Monitoring the shrinkage of reactive systems

Epoxy resins, polyurethanes and other reactive systems are used, for example, in electrical engineering, automotive engineering or even in the construction industry as encapsulation materials, adhesives or coatings. The good service properties of such reactive systems are countered by the disadvantages of the reaction-related volume shrinkage that occurs due to chemical cross-linking during curing. For encapsulation of components, in lithography or for medical applications (e. g. dental fillings), low-shrinkage materials are required to achieve low stresses between substrate and cladding.

With the dilatometer developed at Fraunhofer LBF for monitoring reaction shrinkage, the volume of transparent or highly filled resin systems can be monitored isothermally during curing [1].

[1]    Holst, Marco: Reaktionsschwindung von Epoxidharz-Systemen. Dissertation, Technische Universität Darmstadt (2001)

The upper figure outlines the measuring principle of volume determination. A glass cuvette with the sample to be examined is located in the beam path of a laser. Light passing through the sample is refracted at the curved surface (meniscus) of the sample. The transitions from areas with high light intensity to areas with low light intensity are detected with spatial and temporal resolution by a photodiode. The sample volume is determined from the resulting time-resolved height positions of the sample menisci.

The lower figure shows the measuring station consisting of a laser scanner and the temperature control unit. Isothermal measurements can be performed at temperatures between about 25°C and 120°C.

As an application example, the upper figure shows the tracking of the reaction shrinkage of an epoxy resin model system of bispenol A diglycidyl ether (120g) and hexahydrophthalic anhydride (100g) as well as 2-ethyl-4-methyl-imidazole as accelerator (1.2g) at a curing temperature of 80°C. The volume of the sample decreases over time – and thus with the chemical conversion – until a stable value is reached. The measurement was reproduced twice and shows the accuracy of the measuring method.

Natural language region descriptions
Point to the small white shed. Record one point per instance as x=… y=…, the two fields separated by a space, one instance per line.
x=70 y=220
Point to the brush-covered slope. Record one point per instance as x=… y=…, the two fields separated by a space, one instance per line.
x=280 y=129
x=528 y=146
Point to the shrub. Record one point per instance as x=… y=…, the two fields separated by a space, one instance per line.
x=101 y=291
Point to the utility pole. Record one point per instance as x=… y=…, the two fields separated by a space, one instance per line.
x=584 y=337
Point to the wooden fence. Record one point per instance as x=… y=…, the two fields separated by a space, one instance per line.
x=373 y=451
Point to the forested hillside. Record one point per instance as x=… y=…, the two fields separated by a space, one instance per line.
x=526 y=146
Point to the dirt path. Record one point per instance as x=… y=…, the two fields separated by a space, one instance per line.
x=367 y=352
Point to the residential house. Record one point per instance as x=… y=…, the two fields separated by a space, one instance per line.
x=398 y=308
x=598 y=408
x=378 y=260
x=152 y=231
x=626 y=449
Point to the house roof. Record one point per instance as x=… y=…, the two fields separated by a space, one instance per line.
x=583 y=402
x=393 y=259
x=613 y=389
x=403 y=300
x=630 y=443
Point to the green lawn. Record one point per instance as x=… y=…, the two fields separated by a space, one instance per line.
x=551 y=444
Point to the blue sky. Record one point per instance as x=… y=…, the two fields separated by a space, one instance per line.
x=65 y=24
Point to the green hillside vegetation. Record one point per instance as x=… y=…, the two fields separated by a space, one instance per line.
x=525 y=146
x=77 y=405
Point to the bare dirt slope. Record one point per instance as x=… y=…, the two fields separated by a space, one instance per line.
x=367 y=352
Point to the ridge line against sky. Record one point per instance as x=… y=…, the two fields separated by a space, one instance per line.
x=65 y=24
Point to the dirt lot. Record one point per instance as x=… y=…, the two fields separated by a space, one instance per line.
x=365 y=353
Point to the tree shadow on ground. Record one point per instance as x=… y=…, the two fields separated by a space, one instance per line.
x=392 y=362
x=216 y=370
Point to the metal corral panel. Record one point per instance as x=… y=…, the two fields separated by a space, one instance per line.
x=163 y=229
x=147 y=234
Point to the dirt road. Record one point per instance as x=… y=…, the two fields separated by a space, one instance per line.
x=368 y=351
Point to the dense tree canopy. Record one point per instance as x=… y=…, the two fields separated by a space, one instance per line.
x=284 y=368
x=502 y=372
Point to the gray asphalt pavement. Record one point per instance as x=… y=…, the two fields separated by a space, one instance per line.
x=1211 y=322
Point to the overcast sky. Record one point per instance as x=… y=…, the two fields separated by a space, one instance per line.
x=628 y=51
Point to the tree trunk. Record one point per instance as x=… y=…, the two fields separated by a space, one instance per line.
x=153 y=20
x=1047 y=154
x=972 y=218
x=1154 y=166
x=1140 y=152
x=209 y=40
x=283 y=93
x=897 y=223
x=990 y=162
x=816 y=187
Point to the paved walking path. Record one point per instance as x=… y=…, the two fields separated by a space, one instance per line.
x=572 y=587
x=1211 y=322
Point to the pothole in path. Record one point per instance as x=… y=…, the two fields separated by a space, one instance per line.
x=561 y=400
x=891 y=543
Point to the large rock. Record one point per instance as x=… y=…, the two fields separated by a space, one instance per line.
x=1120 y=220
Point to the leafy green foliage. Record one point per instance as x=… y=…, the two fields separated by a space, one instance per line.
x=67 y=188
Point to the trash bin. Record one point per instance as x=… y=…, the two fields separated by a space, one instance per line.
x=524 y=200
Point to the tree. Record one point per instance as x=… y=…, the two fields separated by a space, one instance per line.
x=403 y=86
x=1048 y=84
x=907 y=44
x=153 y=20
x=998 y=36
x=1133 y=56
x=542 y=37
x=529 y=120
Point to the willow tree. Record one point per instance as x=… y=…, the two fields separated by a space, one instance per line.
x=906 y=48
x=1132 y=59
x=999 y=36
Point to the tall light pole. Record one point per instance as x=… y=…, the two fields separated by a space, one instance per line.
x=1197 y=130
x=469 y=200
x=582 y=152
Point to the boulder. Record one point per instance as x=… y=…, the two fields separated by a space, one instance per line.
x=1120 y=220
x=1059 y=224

## TASK PROMPT
List the industries that the text on monitoring the shrinkage of reactive systems names as places where these systems are used. The records are separate material and have nothing to do with the text.

## TASK SOLUTION
Electrical engineering, automotive engineering, and the construction industry.